## Do this
Begin at the line that contains "Where is each instance of the hand" and stop after the line that contains "point(249, 239)", and rewrite only those lines with the requests unchanged. Scale every point coordinate in the answers by 0.3, rounding each to a whole number with halves rounded up.

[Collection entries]
-*-*-
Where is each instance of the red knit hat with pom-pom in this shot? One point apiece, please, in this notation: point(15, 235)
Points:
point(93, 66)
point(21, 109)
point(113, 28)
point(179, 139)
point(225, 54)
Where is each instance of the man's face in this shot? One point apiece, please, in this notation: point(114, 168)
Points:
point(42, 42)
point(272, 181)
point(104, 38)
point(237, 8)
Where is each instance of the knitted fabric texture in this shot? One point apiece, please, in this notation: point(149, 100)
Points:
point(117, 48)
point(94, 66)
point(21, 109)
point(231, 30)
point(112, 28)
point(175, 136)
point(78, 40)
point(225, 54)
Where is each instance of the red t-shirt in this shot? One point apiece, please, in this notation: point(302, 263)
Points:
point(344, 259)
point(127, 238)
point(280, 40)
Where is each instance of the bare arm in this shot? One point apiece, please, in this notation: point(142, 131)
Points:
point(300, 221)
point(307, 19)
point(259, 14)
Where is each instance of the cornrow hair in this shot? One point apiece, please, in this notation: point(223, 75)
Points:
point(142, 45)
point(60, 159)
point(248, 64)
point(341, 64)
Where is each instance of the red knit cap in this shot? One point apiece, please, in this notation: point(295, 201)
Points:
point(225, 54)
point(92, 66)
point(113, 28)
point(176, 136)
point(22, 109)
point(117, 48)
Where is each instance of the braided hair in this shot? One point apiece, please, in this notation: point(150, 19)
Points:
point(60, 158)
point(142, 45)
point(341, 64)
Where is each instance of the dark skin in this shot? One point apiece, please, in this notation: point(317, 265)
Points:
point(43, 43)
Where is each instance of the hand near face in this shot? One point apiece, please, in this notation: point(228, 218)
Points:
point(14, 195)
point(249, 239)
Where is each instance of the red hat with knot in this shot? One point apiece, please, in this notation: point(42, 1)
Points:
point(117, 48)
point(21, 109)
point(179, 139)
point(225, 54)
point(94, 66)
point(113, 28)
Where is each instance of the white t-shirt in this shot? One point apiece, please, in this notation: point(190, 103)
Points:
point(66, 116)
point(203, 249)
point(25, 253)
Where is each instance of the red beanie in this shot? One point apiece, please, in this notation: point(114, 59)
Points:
-*-*-
## Result
Where is each instance of the hand near face in this shot? One point apiece, please, in this notation: point(228, 218)
Points:
point(4, 59)
point(75, 72)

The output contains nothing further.